• [Activity]
Return all of the entries, keeping every word and mark as it is.

• [Data extract]
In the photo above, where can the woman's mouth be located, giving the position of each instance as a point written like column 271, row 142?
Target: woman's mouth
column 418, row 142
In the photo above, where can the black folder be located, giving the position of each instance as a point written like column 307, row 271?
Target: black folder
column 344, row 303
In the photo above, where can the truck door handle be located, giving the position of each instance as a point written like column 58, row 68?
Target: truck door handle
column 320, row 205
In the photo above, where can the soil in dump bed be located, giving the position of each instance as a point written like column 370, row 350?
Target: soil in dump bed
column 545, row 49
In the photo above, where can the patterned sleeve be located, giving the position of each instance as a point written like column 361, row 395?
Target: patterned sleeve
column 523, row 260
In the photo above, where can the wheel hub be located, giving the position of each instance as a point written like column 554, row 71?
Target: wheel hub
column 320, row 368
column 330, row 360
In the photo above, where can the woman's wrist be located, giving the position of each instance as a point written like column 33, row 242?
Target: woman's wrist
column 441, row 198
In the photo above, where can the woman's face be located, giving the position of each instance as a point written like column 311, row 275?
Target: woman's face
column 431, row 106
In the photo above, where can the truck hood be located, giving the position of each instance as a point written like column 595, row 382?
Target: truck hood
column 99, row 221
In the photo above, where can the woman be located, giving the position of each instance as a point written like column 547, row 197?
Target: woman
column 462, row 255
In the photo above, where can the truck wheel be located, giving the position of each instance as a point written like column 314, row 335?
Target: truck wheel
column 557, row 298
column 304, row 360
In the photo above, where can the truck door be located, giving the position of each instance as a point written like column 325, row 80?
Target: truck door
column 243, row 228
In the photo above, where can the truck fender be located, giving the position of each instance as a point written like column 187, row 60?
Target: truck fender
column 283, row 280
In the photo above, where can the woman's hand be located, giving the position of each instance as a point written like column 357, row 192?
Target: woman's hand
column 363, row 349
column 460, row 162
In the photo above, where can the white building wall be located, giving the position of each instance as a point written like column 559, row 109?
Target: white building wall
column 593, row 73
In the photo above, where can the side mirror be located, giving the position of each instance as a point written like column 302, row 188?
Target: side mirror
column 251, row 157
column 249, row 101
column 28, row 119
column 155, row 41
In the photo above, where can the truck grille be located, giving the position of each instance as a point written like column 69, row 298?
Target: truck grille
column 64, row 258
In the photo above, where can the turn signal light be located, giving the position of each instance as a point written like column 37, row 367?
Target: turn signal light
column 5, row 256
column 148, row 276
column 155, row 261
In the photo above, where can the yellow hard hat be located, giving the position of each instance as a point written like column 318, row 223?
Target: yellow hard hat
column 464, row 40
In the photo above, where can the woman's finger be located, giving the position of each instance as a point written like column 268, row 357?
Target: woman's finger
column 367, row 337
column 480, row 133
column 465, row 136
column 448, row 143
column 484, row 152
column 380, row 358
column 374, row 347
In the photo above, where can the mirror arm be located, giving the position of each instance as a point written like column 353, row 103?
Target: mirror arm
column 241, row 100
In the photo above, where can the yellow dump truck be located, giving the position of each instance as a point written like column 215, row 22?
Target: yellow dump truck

• [Output below]
In the photo above, where can the woman's mouth be located, giving the position of each instance as a point written like column 271, row 142?
Target: woman's mouth
column 418, row 142
In the photo above, where can the black folder be located, giving the position of each instance as a point written like column 307, row 271?
Target: black folder
column 344, row 303
In the photo above, where can the truck door handle be located, giving the position of each instance as a point written like column 58, row 68?
Target: truck door handle
column 320, row 205
In the photo above, where can the soil in dump bed be located, giving the position of each instance as a point written like column 370, row 350?
Target: soil in dump bed
column 545, row 49
In the photo above, where can the patterned sleeve be located, giving the position of each instance as a point written like column 361, row 395?
Target: patterned sleeve
column 523, row 260
In the photo above, where can the wheel hub be located, giving the position of each instance as a point written like column 554, row 71?
Target: wheel hub
column 320, row 368
column 330, row 360
In the photo above, where can the woman's wrist be located, giving the position of each instance as a point written like column 33, row 242?
Target: woman's wrist
column 441, row 198
In the photo above, where can the woman's face be located, giving the position of each instance as a point written like column 311, row 275?
Target: woman's face
column 431, row 106
In the photo above, where can the truck hood be located, giving the position of each instance as a point written like column 595, row 382?
Target: truck hood
column 99, row 221
In the photo above, where can the woman be located, giving the position of each instance as a point written like column 547, row 197?
Target: woman
column 462, row 255
In the photo above, where can the truck wheel be located, giving the position of each instance as a point written like column 314, row 335?
Target: truck wheel
column 557, row 298
column 304, row 360
In the photo above, where can the truck door be located, giving the position of each instance as a point written like column 325, row 80?
Target: truck door
column 243, row 228
In the photo above, where can the truck fender be located, giving the position of each instance as a point written like column 187, row 60?
Target: truck fender
column 283, row 280
In the photo above, where can the woman's hand be located, giving the position of each instance as a point written like column 357, row 192?
Target: woman's hand
column 363, row 349
column 460, row 162
In the photo above, where can the white building wall be located, giving the position of each instance as a point written like column 559, row 109?
Target: white building wall
column 593, row 73
In the photo above, where can the side mirror be located, giving the position of each instance as a point written like column 302, row 188?
Target: side mirror
column 251, row 157
column 249, row 101
column 28, row 119
column 155, row 41
In the photo above, where can the truck grille be located, giving the position of each instance as a point written like column 69, row 298?
Target: truck grille
column 64, row 258
In the photo above, where can the turn signal light be located, giving the position of each instance as a point written like column 37, row 367?
Target: turn signal light
column 5, row 256
column 148, row 276
column 155, row 261
In the photo above, where can the yellow hard hat be located, giving the position of each instance as a point written like column 318, row 223?
Target: yellow hard hat
column 464, row 40
In the photo above, where can the woman's finger be located, giving the position of each instance as a point written like column 268, row 357?
Target: woman's finger
column 367, row 337
column 480, row 133
column 465, row 136
column 448, row 143
column 484, row 152
column 380, row 358
column 374, row 347
In the photo above, where can the mirror arm be located, giving the position of each instance as a point written like column 353, row 103?
Target: mirror arm
column 241, row 100
In the photo above, where can the yellow dump truck be located, giving the position of each instance as a point written like column 215, row 22?
Target: yellow dump truck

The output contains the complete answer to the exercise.